▸ **Records shown**
........

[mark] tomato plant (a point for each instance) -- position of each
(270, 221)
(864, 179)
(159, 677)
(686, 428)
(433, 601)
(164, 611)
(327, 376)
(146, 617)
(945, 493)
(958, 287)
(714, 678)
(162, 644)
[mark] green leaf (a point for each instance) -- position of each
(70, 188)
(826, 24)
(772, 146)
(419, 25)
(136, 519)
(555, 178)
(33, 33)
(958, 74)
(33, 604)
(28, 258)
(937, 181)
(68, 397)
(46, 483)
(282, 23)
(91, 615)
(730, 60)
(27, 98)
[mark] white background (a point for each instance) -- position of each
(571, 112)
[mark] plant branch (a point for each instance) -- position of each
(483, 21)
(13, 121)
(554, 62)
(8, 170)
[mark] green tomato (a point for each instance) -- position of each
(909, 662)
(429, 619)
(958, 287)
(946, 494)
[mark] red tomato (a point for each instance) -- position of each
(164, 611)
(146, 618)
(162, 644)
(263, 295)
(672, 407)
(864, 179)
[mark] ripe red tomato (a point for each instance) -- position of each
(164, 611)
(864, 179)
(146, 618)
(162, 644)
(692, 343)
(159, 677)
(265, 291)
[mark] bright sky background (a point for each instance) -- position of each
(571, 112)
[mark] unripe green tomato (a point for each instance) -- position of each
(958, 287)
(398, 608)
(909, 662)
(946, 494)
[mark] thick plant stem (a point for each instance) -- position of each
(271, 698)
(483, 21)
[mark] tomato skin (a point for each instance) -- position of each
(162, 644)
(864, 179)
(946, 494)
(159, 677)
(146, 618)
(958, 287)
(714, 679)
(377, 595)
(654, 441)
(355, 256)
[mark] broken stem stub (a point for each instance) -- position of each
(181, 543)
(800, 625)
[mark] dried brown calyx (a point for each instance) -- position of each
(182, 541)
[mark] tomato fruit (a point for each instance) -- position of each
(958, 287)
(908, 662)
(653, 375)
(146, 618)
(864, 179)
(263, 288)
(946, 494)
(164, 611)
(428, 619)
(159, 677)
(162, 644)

........

▸ **Short task**
Can you print all of the items above again, line for line and without a single change?

▸ **Written reply**
[mark] tomato plant (a point for each instance) -- position of each
(270, 221)
(864, 179)
(159, 677)
(686, 428)
(433, 601)
(164, 611)
(327, 376)
(146, 617)
(945, 493)
(958, 287)
(714, 678)
(162, 644)
[mark] green leaf (a point for each instance) -- position of each
(70, 188)
(826, 24)
(772, 146)
(419, 25)
(136, 519)
(555, 178)
(33, 33)
(958, 74)
(33, 604)
(28, 258)
(937, 181)
(68, 397)
(46, 483)
(282, 23)
(91, 615)
(730, 60)
(27, 98)
[mark] white background (a point for each instance) -- position of each
(571, 112)
[mark] plant branch (a point for each instance) -- position of each
(483, 21)
(13, 121)
(554, 62)
(8, 170)
[mark] green tomato (a point for each instance) -- position of each
(909, 662)
(429, 619)
(958, 287)
(946, 494)
[mark] red tomato (a point for each instance) -- position of each
(164, 611)
(146, 618)
(162, 644)
(263, 295)
(672, 407)
(864, 179)
[mark] ripe red tomato (a point for each instance) -- position of each
(164, 611)
(864, 179)
(146, 618)
(162, 644)
(692, 343)
(159, 677)
(265, 291)
[mark] bright sky background (a point for each instance) -- position of each
(571, 112)
[mark] unripe green tomato (a point for each instance) -- position of each
(958, 287)
(398, 608)
(909, 662)
(946, 494)
[mark] thick plant stem (a point for each instance) -- position of each
(271, 698)
(483, 21)
[mark] tomato skin (a point for each instance) -- position of each
(162, 644)
(864, 179)
(946, 494)
(159, 677)
(146, 618)
(958, 287)
(714, 679)
(377, 595)
(654, 441)
(355, 256)
[mark] broken stem stub (a point for each instance) -- position of each
(181, 543)
(800, 625)
[mark] dried brown calyx (a point for each instance) -- position of each
(182, 541)
[mark] tomato fruit (a point for each instance) -- position of each
(958, 287)
(908, 662)
(653, 375)
(146, 618)
(864, 179)
(263, 288)
(946, 494)
(164, 611)
(428, 619)
(159, 677)
(162, 644)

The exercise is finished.